── DATASET RECORDS

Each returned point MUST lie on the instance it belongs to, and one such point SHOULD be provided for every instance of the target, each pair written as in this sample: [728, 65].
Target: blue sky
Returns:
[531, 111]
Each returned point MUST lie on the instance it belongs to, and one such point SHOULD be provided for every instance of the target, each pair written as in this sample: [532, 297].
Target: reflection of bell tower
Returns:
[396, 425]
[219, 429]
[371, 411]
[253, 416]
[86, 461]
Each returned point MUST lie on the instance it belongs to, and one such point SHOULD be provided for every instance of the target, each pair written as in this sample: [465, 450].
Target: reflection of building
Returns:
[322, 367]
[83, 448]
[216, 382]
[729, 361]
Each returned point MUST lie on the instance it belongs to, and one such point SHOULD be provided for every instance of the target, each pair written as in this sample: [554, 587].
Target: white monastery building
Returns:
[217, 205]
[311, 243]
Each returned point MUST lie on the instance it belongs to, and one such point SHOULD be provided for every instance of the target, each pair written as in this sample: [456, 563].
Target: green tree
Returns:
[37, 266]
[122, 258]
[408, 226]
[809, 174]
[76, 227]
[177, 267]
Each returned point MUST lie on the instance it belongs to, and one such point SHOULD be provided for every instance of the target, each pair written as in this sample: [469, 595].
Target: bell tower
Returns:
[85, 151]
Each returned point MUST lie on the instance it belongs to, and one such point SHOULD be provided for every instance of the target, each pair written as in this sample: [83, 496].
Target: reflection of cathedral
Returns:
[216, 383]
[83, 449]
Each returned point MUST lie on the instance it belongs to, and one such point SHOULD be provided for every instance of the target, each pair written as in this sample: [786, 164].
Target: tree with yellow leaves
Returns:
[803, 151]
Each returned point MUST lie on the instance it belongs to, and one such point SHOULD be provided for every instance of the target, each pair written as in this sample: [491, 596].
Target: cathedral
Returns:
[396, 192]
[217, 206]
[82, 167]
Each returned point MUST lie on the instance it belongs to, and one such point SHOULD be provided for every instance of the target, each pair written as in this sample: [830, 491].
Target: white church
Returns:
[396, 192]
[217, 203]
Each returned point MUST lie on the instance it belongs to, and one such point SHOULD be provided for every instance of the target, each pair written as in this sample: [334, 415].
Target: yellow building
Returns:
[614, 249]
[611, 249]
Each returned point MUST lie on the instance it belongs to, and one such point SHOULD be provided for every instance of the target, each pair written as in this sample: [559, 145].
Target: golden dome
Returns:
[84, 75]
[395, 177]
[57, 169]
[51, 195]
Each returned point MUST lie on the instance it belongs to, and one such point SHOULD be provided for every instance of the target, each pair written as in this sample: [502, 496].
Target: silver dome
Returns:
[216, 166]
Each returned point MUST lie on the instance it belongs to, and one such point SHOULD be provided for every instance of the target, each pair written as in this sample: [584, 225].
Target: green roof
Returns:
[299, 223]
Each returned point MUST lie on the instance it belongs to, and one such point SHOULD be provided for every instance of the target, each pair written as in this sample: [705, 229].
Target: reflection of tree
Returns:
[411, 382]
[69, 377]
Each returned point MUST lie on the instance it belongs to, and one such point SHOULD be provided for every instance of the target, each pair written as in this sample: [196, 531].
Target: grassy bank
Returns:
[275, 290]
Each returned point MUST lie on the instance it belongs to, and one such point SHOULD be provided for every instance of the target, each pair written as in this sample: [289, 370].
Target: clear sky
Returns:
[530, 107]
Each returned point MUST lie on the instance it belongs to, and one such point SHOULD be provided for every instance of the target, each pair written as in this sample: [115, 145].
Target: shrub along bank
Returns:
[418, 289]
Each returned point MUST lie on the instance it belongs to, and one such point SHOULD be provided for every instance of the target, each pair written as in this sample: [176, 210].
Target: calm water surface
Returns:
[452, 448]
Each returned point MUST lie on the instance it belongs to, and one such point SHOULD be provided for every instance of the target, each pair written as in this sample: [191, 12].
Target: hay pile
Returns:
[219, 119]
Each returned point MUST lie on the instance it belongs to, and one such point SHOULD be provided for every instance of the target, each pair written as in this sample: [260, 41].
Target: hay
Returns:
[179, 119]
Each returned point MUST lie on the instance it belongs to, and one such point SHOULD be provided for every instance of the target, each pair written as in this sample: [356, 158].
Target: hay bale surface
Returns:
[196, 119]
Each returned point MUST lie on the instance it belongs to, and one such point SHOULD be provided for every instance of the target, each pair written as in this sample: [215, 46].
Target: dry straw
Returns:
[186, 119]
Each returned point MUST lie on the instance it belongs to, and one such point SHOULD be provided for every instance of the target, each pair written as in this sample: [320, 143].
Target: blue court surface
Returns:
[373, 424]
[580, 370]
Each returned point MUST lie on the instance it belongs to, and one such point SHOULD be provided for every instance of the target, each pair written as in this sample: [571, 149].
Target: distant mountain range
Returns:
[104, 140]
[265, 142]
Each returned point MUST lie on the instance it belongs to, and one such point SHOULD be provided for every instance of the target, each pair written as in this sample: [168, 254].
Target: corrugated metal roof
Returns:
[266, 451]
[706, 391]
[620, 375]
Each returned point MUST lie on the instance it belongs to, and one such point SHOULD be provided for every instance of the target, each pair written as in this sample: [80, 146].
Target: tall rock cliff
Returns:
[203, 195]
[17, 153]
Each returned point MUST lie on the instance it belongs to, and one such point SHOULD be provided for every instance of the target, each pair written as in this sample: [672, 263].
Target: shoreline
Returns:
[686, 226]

────

▶ [EXERCISE DESCRIPTION]: Repeat each record exactly, leaving nothing out.

▶ [SOLUTION FOR THIS EXERCISE]:
Each returned point MUST lie on the instance it belongs to, and one such point SHOULD be provided for every instance of the target, each pair written as in this sample: [728, 65].
Target: blue sky
Returns:
[531, 111]
Each returned point MUST lie on the instance it belongs to, and one such point SHOULD be provided for every instance of the target, each pair written as in this sample: [532, 297].
Target: reflection of bell tower
Returns:
[396, 425]
[219, 429]
[371, 411]
[253, 416]
[86, 461]
Each returned point MUST lie on the instance it belongs to, and one such point SHOULD be provided for every instance of the target, each pair written as in this sample: [465, 450].
Target: reflection of building
Returns:
[322, 367]
[83, 448]
[216, 382]
[729, 361]
Each returned point MUST lie on the instance it belongs to, and one such point SHOULD be provided for every instance of the target, each pair written as in this sample: [554, 587].
Target: white monastery building
Returns:
[217, 205]
[311, 243]
Each returned point MUST lie on the instance it belongs to, and one such point SHOULD be provided for every instance of the target, each pair written as in this sample: [456, 563].
Target: green tree
Returns:
[37, 266]
[122, 258]
[408, 226]
[809, 174]
[76, 227]
[177, 267]
Each returned point MUST lie on the instance it belongs to, and one such point SHOULD be provided for every instance of the target, each pair written as in this sample: [469, 595].
Target: bell tower
Returns:
[85, 151]
Each returned point MUST lie on the instance it belongs to, and one such point SHOULD be provided for every instance of the target, each pair written as in this sample: [83, 496].
Target: reflection of cathedral
Returns:
[216, 383]
[83, 449]
Each returned point MUST lie on the instance it belongs to, and one such point SHOULD be provided for every instance of the target, each pair written as in this sample: [786, 164].
Target: tree with yellow leaves
Returns:
[803, 151]
Each returned point MUST lie on the instance it belongs to, and one such point SHOULD be provided for every instance of the target, each pair written as in this sample: [491, 596].
Target: cathedral
Returns:
[396, 192]
[217, 206]
[82, 167]
Each returned point MUST lie on the instance it belongs to, and one such point SHOULD be provided for every instance of the target, each pair written as in this sample: [830, 491].
Target: white church
Returns:
[396, 192]
[217, 203]
Each returned point MUST lie on the instance it belongs to, and one such point SHOULD be provided for every instance of the target, each pair written as in this sample: [334, 415].
Target: yellow building
Returns:
[614, 249]
[611, 249]
Each returned point MUST lie on the instance it belongs to, and one such point SHOULD be provided for every instance of the target, each pair written as in this sample: [559, 145].
Target: golden dome
Returns:
[84, 75]
[395, 177]
[57, 169]
[51, 195]
Each returned point MUST lie on the instance it belongs to, and one such point SHOULD be provided for every instance of the target, each pair written as in this sample: [502, 496].
Target: silver dome
Returns:
[216, 166]
Each returned point MUST lie on the instance it belongs to, and one such point SHOULD be provided for every instance of the target, each pair written as in this sample: [584, 225].
Target: green roof
Returns:
[299, 223]
Each returned point MUST lie on the instance it belongs to, and one such point SHOULD be provided for every instance of the target, each pair written as in this sample: [705, 229].
Target: reflection of tree
Returns:
[411, 382]
[69, 377]
Each returned point MUST lie on the instance it belongs to, and one such point SHOULD be provided for every instance of the target, each pair written as in this sample: [196, 531].
Target: grassy bank
Returns:
[275, 290]
Each returned point MUST lie on the instance it belongs to, and one such point SHOULD be provided for every instance of the target, each pair written as in this sample: [289, 370].
Target: clear sky
Returns:
[530, 107]
Each returned point MUST lie on the instance it belongs to, and one such point SHOULD be provided for every instance of the target, each pair written as in this sample: [115, 145].
Target: shrub along bank
Returns:
[418, 289]
Each returned point MUST lie on the instance it belongs to, and one such point SHOULD be provided for every instance of the target, each pair written as in this sample: [176, 210].
Target: calm water surface
Returns:
[452, 448]
Each returned point MUST lie on the instance it belongs to, and one such point SHOULD be provided for every instance of the target, each pair written as in this sample: [191, 12].
Target: hay pile
Returns:
[219, 119]
Each returned point MUST lie on the instance it belongs to, and one such point SHOULD be provided for every instance of the target, each pair written as in this sample: [260, 41].
Target: hay
Returns:
[179, 119]
Each returned point MUST lie on the instance it belongs to, and one such point SHOULD be provided for every instance of the target, each pair written as in this sample: [356, 158].
Target: hay bale surface
Returns:
[196, 119]
Each returned point MUST lie on the instance it belongs to, and one such point SHOULD be provided for every instance of the target, each pair written as in this sample: [215, 46].
Target: dry straw
Returns:
[186, 119]
Each returned point MUST lie on the instance it belongs to, and one such point SHOULD be provided for every instance of the target, each pair written as in this sample: [320, 143].
Target: blue court surface
Returns:
[373, 424]
[580, 370]
Each returned point MUST lie on the instance it belongs to, and one such point SHOULD be provided for every instance of the target, each pair written as in this sample: [571, 149].
Target: distant mountain range
Returns:
[104, 140]
[265, 142]
Each returned point MUST lie on the instance it belongs to, and one such point SHOULD be provided for every instance of the target, each pair written as in this sample: [168, 254].
Target: corrugated metal roof
Returns:
[266, 451]
[706, 391]
[620, 375]
Each returned point MUST lie on the instance it belongs to, and one such point SHOULD be provided for every instance of the target, each pair written as in this sample: [80, 146].
Target: tall rock cliff
Returns:
[203, 195]
[17, 153]
Each returned point MUST lie on the instance it belongs to, and one such point SHOULD be provided for every instance of the target, each pair written as in this sample: [672, 263].
Target: shoreline
Returns:
[686, 226]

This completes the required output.